**DO THIS:** Rewrite the entries below, replacing "traced outlines" with "finished outlines" wherever it occurs and keeping all other text the same. Omit the pictures from your version.

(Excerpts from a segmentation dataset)
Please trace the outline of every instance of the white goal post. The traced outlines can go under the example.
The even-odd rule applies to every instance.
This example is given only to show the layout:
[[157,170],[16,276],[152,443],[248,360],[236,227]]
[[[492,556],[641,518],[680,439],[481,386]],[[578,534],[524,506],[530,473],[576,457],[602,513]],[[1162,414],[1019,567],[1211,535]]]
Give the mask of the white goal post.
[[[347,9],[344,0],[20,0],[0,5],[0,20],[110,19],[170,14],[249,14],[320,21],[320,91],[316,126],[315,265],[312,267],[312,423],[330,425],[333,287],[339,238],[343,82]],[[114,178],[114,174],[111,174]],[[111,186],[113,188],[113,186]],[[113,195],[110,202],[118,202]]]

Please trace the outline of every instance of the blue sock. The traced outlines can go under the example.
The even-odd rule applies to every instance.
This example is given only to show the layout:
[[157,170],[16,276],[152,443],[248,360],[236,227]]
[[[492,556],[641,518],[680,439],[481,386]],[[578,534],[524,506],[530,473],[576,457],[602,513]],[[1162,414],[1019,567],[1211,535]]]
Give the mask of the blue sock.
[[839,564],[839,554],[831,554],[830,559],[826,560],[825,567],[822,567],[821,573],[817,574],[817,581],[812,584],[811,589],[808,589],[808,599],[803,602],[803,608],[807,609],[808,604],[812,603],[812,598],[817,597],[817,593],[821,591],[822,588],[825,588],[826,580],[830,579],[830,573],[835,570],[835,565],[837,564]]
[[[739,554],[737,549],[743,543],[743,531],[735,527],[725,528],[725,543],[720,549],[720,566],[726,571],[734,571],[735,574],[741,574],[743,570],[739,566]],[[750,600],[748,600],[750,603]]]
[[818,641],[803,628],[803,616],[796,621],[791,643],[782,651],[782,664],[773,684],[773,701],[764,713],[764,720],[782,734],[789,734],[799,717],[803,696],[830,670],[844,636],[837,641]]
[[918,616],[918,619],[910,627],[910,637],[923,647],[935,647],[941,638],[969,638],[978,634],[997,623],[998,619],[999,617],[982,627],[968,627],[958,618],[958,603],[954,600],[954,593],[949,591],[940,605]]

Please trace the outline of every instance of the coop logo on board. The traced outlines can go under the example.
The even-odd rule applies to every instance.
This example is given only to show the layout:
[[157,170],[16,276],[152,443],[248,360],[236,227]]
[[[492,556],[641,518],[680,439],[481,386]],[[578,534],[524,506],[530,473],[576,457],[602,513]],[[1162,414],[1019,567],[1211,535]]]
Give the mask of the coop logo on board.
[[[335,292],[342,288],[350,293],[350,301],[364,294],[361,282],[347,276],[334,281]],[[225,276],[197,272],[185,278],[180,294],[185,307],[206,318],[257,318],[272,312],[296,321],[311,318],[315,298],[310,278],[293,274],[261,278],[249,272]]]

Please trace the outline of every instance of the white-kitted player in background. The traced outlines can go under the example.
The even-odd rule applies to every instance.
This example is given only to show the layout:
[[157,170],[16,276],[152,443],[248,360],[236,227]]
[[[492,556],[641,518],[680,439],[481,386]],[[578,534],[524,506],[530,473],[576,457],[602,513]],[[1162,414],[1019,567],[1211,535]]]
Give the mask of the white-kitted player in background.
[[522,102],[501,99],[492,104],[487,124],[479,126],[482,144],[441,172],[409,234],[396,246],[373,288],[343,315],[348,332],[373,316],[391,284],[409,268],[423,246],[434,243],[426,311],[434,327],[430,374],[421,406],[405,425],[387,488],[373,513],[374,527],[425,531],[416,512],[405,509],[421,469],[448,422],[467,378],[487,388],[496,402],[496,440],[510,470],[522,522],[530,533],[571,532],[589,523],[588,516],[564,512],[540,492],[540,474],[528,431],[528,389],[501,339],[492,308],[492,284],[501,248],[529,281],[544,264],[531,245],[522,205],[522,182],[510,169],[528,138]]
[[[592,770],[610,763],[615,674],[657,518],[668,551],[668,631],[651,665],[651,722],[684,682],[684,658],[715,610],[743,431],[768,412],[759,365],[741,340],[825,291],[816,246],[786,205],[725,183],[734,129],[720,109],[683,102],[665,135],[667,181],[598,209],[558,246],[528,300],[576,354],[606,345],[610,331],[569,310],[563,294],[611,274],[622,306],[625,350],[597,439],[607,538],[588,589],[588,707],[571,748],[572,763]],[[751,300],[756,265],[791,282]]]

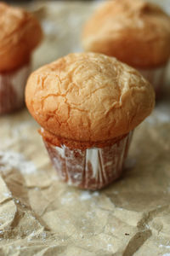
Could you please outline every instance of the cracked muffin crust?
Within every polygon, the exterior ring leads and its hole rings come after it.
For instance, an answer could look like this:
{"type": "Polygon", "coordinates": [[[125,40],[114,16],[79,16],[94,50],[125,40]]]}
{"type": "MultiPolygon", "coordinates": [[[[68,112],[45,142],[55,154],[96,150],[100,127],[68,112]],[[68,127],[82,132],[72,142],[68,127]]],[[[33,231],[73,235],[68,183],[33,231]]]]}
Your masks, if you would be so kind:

**SOLUTION TO THE EXERCISE:**
Please trace the outline of every instance of the white goal post. The finished outlines can go under the example.
The even-odd rule applies to every instance.
This example is given only to show the layout:
[[157,170],[16,276],[152,443],[248,360],[236,227]]
[[[492,556],[641,518],[680,439],[481,386]],[[578,534],[524,506],[530,473],[576,457],[602,513]],[[1162,414],[1019,567],[1211,535]]]
Give the mask of the white goal post.
[[[347,9],[344,0],[20,0],[0,5],[0,20],[110,19],[170,14],[249,14],[320,21],[320,91],[316,126],[315,265],[312,267],[312,423],[330,425],[333,287],[339,238],[343,82]],[[114,178],[114,174],[111,174]],[[111,186],[113,188],[113,186]],[[113,195],[110,202],[118,202]]]

Please trace the outline of every instance of the blue sock. The finished outlines can go under the example.
The even-odd rule applies to every instance.
This example is given only to show the layout:
[[157,170],[16,276],[152,443],[248,360],[236,227]]
[[[492,556],[641,518],[680,439],[481,386]],[[578,534],[524,506],[530,473],[576,457],[602,513]],[[1162,414],[1019,567],[1211,535]]]
Give the mask of the blue sock.
[[839,564],[839,554],[831,554],[830,559],[826,560],[825,567],[822,567],[821,573],[817,574],[817,581],[812,584],[811,589],[808,589],[808,599],[803,602],[803,608],[807,609],[808,604],[812,603],[812,598],[817,597],[817,593],[821,591],[822,588],[825,588],[826,580],[830,579],[830,573],[835,570],[835,565],[837,564]]
[[[739,554],[737,549],[743,543],[743,531],[735,527],[725,528],[725,543],[720,549],[720,566],[726,571],[734,571],[735,574],[741,574],[743,570],[739,566]],[[750,600],[748,600],[750,603]]]
[[818,641],[803,628],[803,616],[796,621],[791,643],[782,651],[782,664],[773,684],[773,701],[764,713],[764,720],[782,734],[789,734],[799,717],[803,696],[830,670],[844,636],[837,641]]
[[918,616],[918,619],[910,627],[910,637],[923,647],[935,647],[941,638],[969,638],[978,634],[997,623],[998,619],[999,617],[982,627],[968,627],[958,618],[958,603],[954,600],[954,593],[949,591],[940,605]]

Please trace the outline of every instance of the coop logo on board. The finished outlines can go under the example.
The even-odd rule applies to every instance.
This example is given only to show the layout:
[[157,170],[16,276],[152,443],[248,360],[236,227]]
[[[492,556],[641,518],[680,439],[481,386]],[[578,534],[524,506],[530,473],[576,457],[602,513]],[[1162,414],[1019,567],[1211,535]]]
Give the mask of the coop logo on board.
[[[335,292],[342,288],[350,293],[350,301],[364,294],[361,282],[347,276],[334,281]],[[225,276],[197,272],[185,278],[180,294],[185,307],[206,318],[257,318],[272,312],[296,321],[311,318],[315,298],[310,278],[293,274],[261,278],[249,272]]]

Please trace the outline of every instance of the white-kitted player in background. The finished outlines can go under the example.
The even-odd rule applies to every instance.
This example is given only to show the layout:
[[157,170],[16,276],[152,443],[248,360],[236,227]]
[[[492,556],[641,518],[680,439],[481,386]],[[578,534],[524,506],[530,473],[576,457],[602,513]],[[1162,414],[1019,567],[1211,535]]]
Give the mask of the white-kitted player in background.
[[522,102],[501,99],[492,104],[487,124],[479,126],[482,144],[441,172],[409,234],[396,246],[373,288],[343,315],[348,332],[373,316],[391,284],[409,268],[423,246],[434,243],[426,311],[434,327],[430,374],[421,406],[405,425],[387,488],[373,513],[374,527],[425,531],[416,512],[405,509],[421,469],[448,422],[467,378],[487,388],[496,402],[496,440],[510,470],[522,522],[530,533],[571,532],[589,523],[588,516],[564,512],[540,492],[540,474],[528,431],[528,389],[501,339],[492,308],[492,284],[501,248],[529,281],[544,264],[531,245],[522,205],[522,182],[510,169],[528,138]]
[[[592,770],[610,763],[615,674],[657,518],[668,551],[668,631],[651,665],[651,722],[684,682],[684,658],[715,610],[743,431],[768,412],[759,365],[741,340],[825,291],[816,246],[786,205],[725,183],[734,129],[720,109],[683,102],[665,135],[667,181],[598,209],[558,246],[528,300],[576,354],[606,345],[610,331],[569,310],[563,294],[611,274],[622,306],[625,350],[597,439],[607,538],[588,589],[588,707],[571,748],[572,763]],[[751,300],[756,265],[791,282]]]

Could you please outline every instance of the cracked muffin crust?
Within every polygon, the exterior ring leads and its hole rings come after it.
For instance, an answer could look like this:
{"type": "Polygon", "coordinates": [[[125,40],[114,16],[79,16],[94,50],[125,40]]]}
{"type": "MultiPolygon", "coordinates": [[[[68,112],[45,142],[55,154],[96,150],[100,127],[68,112]],[[68,127],[82,132],[72,142],[68,127]]],[[[33,231],[73,235],[68,183],[33,231]]]]}
Your masks, if you would be so kind:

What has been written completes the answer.